* **AIM**
Reproduce the items from their start through the line that contains "x=1004 y=499", inclusive, substituting "pin" for "marker" and leaving everything else unchanged.

* * *

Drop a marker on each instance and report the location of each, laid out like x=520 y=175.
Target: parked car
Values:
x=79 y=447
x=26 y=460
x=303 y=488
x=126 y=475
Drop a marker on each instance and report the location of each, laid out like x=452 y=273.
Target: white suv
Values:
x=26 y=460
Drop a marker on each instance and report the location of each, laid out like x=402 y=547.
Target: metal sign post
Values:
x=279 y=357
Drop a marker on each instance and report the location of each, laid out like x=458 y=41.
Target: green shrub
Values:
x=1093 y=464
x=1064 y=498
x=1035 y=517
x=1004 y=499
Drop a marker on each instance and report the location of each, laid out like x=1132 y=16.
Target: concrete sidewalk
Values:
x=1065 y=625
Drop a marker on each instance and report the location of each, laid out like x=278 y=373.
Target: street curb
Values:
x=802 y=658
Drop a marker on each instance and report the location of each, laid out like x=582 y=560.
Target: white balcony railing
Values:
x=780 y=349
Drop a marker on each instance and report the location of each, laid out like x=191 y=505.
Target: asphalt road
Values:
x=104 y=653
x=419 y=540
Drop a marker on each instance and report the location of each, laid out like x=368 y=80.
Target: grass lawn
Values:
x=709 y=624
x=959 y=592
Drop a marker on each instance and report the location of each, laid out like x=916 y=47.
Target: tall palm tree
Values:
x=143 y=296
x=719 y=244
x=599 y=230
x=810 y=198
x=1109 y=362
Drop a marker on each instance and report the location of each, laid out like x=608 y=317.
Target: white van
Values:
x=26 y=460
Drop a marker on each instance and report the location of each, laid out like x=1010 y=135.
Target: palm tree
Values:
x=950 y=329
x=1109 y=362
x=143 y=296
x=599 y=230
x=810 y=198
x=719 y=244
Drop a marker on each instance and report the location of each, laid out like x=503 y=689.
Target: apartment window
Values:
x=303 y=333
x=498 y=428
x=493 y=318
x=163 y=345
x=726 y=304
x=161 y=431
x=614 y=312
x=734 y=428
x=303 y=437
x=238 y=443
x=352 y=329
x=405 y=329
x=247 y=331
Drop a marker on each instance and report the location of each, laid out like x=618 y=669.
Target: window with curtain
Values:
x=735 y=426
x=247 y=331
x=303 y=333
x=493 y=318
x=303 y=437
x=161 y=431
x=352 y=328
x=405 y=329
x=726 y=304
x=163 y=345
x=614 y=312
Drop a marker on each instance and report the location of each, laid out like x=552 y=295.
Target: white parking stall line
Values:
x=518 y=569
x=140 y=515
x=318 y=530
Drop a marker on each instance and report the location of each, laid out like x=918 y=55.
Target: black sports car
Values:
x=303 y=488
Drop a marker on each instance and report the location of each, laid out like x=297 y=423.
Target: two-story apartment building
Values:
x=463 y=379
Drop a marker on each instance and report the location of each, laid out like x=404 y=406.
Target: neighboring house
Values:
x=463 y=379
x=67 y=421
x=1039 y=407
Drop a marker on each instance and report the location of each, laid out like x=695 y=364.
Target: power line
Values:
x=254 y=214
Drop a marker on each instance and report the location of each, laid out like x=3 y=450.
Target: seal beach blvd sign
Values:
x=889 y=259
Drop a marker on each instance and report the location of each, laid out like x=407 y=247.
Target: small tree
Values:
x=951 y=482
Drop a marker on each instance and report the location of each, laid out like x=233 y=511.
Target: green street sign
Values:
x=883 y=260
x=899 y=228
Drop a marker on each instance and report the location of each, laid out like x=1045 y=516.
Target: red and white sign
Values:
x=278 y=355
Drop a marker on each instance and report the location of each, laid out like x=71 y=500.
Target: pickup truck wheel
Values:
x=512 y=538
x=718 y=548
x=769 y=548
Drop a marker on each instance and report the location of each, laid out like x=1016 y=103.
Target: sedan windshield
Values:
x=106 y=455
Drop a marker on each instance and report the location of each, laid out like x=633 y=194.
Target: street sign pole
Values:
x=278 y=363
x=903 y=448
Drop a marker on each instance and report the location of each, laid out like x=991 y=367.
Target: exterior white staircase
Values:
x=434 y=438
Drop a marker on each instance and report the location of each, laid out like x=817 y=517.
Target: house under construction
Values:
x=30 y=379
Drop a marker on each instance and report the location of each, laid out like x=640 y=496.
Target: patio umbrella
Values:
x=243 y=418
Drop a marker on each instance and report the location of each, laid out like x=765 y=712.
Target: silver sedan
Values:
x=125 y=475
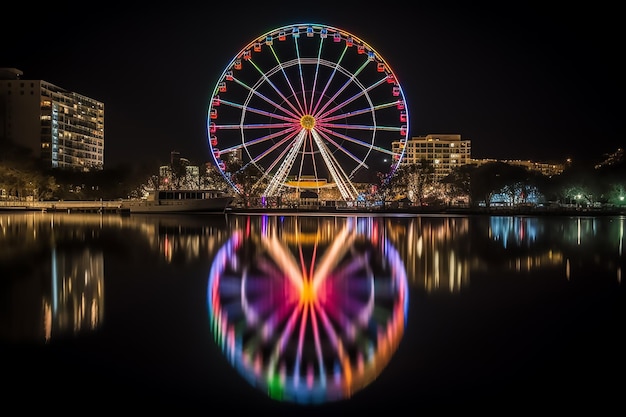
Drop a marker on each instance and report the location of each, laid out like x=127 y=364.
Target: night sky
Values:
x=521 y=81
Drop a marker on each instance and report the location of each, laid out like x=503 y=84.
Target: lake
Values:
x=312 y=314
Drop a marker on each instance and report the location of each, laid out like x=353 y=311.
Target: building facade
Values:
x=444 y=151
x=64 y=128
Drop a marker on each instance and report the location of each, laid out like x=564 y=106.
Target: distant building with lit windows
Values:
x=64 y=128
x=444 y=151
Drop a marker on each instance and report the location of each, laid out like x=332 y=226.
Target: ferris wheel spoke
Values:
x=302 y=88
x=241 y=145
x=314 y=112
x=352 y=79
x=292 y=118
x=317 y=75
x=336 y=66
x=255 y=91
x=271 y=149
x=267 y=79
x=360 y=162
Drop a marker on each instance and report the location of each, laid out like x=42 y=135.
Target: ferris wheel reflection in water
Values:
x=309 y=310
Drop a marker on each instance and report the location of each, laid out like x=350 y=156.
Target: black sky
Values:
x=521 y=80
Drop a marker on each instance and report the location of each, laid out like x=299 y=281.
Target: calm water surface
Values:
x=311 y=315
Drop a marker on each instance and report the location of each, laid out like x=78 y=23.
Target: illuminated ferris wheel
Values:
x=310 y=106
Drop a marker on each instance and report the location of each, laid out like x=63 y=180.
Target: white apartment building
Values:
x=65 y=128
x=445 y=151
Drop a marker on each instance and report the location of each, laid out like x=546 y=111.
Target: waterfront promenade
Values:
x=95 y=206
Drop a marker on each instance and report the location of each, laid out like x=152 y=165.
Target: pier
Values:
x=99 y=206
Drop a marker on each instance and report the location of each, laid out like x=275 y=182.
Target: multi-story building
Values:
x=63 y=127
x=445 y=152
x=546 y=168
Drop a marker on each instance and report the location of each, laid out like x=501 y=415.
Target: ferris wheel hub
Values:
x=307 y=121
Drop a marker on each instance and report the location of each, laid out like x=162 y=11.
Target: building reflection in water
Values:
x=308 y=309
x=77 y=292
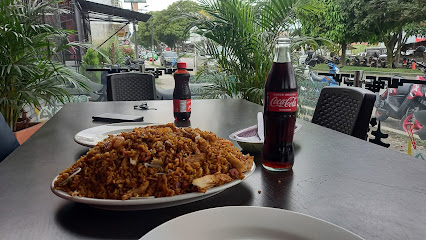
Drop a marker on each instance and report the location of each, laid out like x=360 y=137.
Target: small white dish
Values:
x=91 y=136
x=148 y=203
x=242 y=222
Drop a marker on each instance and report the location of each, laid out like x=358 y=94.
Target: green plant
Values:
x=28 y=72
x=241 y=38
x=91 y=59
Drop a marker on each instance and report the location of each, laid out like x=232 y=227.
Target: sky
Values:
x=153 y=5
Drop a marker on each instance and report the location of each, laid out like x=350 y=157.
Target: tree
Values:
x=386 y=20
x=28 y=73
x=241 y=37
x=333 y=20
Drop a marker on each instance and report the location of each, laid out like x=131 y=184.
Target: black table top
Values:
x=367 y=189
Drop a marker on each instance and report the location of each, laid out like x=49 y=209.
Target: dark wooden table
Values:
x=369 y=190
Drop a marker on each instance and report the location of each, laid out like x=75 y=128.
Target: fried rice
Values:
x=157 y=161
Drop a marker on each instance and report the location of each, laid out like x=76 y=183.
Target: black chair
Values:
x=8 y=141
x=345 y=109
x=131 y=86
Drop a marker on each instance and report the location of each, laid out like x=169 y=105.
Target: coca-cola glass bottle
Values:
x=280 y=107
x=181 y=94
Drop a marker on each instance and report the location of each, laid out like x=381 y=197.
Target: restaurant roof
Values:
x=102 y=12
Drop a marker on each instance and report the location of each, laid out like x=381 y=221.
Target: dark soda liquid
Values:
x=182 y=92
x=278 y=150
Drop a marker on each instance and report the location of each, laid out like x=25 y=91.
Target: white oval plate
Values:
x=242 y=222
x=91 y=136
x=149 y=203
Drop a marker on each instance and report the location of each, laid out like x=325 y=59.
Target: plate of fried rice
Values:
x=153 y=167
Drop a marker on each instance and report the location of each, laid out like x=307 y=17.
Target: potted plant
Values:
x=29 y=72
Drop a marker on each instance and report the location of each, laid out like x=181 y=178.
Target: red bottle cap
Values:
x=181 y=65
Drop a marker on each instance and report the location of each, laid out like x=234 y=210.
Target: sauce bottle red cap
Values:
x=181 y=65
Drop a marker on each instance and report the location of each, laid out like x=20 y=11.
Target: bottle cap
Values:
x=181 y=65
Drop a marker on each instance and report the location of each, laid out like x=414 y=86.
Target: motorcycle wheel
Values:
x=381 y=115
x=406 y=123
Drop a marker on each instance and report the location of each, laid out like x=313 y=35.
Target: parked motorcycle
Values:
x=363 y=62
x=406 y=63
x=373 y=61
x=417 y=116
x=313 y=76
x=401 y=103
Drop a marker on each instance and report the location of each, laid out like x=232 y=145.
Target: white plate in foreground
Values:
x=241 y=222
x=91 y=136
x=149 y=203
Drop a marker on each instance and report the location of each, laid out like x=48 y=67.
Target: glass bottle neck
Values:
x=282 y=51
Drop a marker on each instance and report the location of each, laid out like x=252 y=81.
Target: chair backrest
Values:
x=8 y=141
x=131 y=86
x=345 y=109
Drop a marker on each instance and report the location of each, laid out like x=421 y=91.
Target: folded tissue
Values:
x=251 y=139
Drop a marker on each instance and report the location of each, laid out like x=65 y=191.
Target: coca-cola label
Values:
x=180 y=105
x=282 y=102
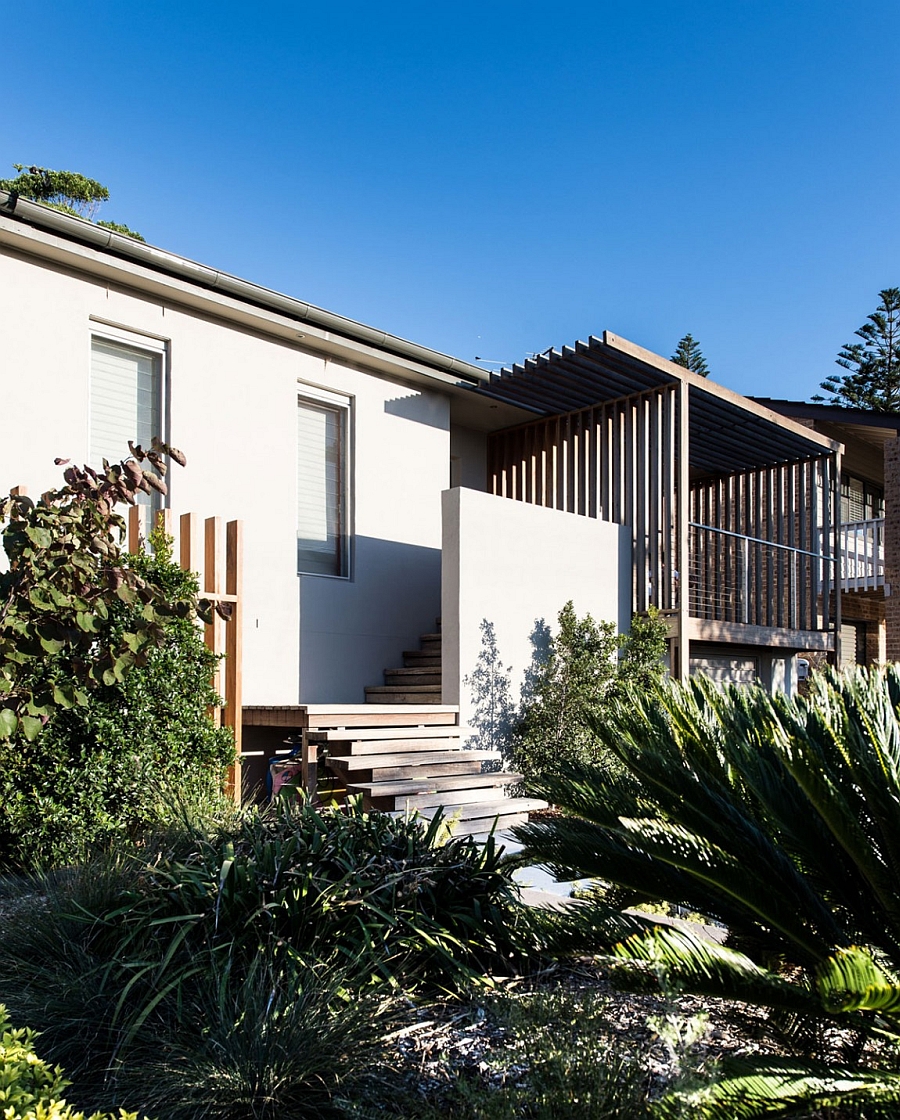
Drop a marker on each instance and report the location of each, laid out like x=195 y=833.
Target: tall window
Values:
x=860 y=501
x=321 y=488
x=125 y=401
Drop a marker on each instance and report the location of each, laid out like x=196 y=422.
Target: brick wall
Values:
x=892 y=547
x=868 y=607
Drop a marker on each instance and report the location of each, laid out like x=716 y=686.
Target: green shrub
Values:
x=553 y=1055
x=290 y=918
x=29 y=1089
x=781 y=820
x=284 y=1039
x=586 y=670
x=95 y=772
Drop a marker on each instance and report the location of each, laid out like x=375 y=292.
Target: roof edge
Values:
x=161 y=260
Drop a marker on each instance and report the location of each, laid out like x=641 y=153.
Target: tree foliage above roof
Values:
x=873 y=381
x=68 y=192
x=688 y=355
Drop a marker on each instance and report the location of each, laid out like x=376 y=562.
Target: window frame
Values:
x=341 y=406
x=143 y=343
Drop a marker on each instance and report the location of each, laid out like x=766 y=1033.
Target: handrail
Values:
x=759 y=540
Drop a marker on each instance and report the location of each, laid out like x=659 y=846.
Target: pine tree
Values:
x=873 y=381
x=688 y=355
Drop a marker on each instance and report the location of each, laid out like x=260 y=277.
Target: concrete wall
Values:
x=514 y=566
x=233 y=411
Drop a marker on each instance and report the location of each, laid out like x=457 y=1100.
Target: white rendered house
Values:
x=374 y=475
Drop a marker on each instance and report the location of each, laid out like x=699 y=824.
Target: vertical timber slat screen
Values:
x=615 y=462
x=215 y=551
x=760 y=547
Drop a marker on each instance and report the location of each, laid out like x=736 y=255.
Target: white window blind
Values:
x=125 y=402
x=320 y=488
x=124 y=399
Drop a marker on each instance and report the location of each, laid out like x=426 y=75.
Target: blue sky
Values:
x=497 y=178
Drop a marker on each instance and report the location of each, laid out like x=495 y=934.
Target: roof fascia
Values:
x=704 y=385
x=88 y=248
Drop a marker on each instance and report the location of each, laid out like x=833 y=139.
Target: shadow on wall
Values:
x=418 y=408
x=496 y=710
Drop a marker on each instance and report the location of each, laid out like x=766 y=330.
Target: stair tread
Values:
x=358 y=734
x=433 y=784
x=403 y=688
x=400 y=746
x=484 y=809
x=401 y=697
x=413 y=671
x=381 y=762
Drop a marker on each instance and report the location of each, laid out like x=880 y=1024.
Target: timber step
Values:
x=434 y=784
x=376 y=734
x=411 y=759
x=471 y=820
x=419 y=681
x=427 y=693
x=415 y=659
x=453 y=790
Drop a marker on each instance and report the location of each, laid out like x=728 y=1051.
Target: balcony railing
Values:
x=862 y=554
x=743 y=579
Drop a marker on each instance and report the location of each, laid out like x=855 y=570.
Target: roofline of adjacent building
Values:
x=116 y=245
x=819 y=410
x=755 y=406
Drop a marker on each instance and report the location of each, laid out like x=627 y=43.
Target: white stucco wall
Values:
x=233 y=411
x=514 y=565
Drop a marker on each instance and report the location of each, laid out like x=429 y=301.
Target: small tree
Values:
x=873 y=381
x=587 y=665
x=688 y=355
x=99 y=662
x=65 y=190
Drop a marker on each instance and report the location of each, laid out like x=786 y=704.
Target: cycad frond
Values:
x=751 y=1089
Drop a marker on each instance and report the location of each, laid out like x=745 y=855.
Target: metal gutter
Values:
x=86 y=233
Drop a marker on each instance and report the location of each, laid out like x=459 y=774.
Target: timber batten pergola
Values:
x=732 y=509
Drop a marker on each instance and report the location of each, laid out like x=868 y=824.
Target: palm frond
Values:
x=748 y=1090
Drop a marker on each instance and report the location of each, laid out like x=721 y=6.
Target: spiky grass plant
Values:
x=247 y=945
x=780 y=820
x=284 y=1039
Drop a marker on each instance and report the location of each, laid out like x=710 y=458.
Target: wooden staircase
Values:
x=419 y=681
x=404 y=761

* * *

* **COMPLETE ANSWER**
Drop a pin on each instance and report the location of each, laid out like x=520 y=175.
Target: parked car
Values:
x=79 y=447
x=26 y=460
x=303 y=488
x=126 y=475
Drop a pin on each instance and report the location of each, laid out like x=452 y=273.
Target: white suv
Values:
x=26 y=460
Drop a pin on each instance and report the location of each, laid out like x=402 y=547.
Target: metal sign post
Values:
x=279 y=357
Drop a pin on each instance and report the location of each, laid out like x=458 y=41.
Target: green shrub
Values:
x=1093 y=464
x=1064 y=498
x=1035 y=517
x=1004 y=499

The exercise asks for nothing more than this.